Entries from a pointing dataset
[start]

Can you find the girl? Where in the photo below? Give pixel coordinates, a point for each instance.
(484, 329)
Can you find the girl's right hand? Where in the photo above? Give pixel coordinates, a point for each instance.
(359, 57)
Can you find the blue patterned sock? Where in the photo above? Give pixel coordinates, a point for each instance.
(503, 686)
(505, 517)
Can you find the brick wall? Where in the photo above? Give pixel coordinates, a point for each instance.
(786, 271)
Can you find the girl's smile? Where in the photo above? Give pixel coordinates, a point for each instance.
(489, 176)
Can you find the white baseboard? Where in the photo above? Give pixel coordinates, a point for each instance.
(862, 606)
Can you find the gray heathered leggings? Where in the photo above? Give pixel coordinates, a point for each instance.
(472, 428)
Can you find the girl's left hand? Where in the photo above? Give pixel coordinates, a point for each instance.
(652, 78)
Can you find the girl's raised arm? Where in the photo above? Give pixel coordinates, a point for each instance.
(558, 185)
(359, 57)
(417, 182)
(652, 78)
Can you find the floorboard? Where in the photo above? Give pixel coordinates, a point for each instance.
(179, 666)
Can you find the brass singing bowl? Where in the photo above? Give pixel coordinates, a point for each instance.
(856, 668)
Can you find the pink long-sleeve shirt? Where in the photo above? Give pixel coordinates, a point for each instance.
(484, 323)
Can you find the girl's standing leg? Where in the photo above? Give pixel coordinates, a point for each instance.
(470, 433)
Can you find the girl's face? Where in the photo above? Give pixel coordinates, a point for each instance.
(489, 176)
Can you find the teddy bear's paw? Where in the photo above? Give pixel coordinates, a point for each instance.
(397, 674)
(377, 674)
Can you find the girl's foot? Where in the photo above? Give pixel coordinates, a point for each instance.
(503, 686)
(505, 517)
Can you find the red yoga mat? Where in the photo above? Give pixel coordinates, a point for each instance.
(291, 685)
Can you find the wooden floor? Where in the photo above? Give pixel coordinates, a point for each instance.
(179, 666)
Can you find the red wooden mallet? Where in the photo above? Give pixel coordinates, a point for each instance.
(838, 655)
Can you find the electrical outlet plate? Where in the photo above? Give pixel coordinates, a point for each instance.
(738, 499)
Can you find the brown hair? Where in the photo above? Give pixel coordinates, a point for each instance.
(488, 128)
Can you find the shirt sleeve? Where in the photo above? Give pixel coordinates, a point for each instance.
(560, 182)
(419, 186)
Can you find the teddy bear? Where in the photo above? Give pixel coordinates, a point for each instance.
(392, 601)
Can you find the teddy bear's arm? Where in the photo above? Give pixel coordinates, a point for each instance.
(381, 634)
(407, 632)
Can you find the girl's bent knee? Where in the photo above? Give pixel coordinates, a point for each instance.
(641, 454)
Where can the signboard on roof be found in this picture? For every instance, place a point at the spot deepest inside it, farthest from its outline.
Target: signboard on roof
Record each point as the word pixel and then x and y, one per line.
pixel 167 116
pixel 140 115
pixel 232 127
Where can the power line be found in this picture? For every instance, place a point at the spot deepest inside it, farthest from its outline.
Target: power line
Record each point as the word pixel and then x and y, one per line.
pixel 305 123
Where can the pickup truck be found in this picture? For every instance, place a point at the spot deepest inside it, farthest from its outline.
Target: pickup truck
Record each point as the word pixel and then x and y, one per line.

[end]

▸ Do this: Copy out word for word every line from the one containing "Can you find the teddy bear's paw?" through the last line of the items, both ends included.

▸ Full solution:
Can you find the teddy bear's paw? Where in the photo above? Give pixel coordinates, a point for each instance.
(397, 674)
(377, 674)
Can you find the girl's foot? Where in the photo above? Give pixel coordinates, a point for each instance.
(503, 686)
(505, 517)
Can you find the red yoga mat? Where in the photo above? Give pixel coordinates, a point for each instance.
(291, 685)
Can you find the wooden floor? Where in the photo above? Give pixel coordinates, a point for each instance.
(179, 666)
Can you find the red wooden mallet? Where in the photo above? Give pixel coordinates, a point for each instance.
(838, 655)
Can you find the electrical outlet plate? Where in the photo above? Give pixel coordinates, a point for each instance.
(738, 499)
Can you find the brown hair? Where in the photo above? Give pixel coordinates, a point for each instance.
(488, 128)
Can you find the shirt sleeve? Where in the photo above? Give pixel coordinates, a point for each instance.
(560, 182)
(419, 186)
Can you find the teddy bear? Where in the photo above? Give pixel coordinates, a point for each instance.
(392, 601)
Can you find the teddy bear's arm? Where in the photo above? Give pixel coordinates, a point for each instance.
(381, 634)
(407, 632)
Can you find the girl's bent knee? Where in the photo above? Give pixel coordinates, a point for each instance.
(641, 454)
Where can the signboard on roof be found in this picture? For every instance, place a point at the spot deepest inside it, farthest from its outline.
Target: signboard on roof
Record each point as the word pixel and then x and y, one per line.
pixel 167 116
pixel 140 115
pixel 232 127
Where can the power line be found in this picture? For every instance, place a point at the spot deepest inside it, farthest from its outline.
Target: power line
Record each point as the word pixel and then x and y, one per line.
pixel 305 123
Where can the pickup truck be found in this picture? For every instance, place a point at the spot deepest inside it, farthest from its outline.
Target: pickup truck
Record each point as the word pixel and then x and y, one per line.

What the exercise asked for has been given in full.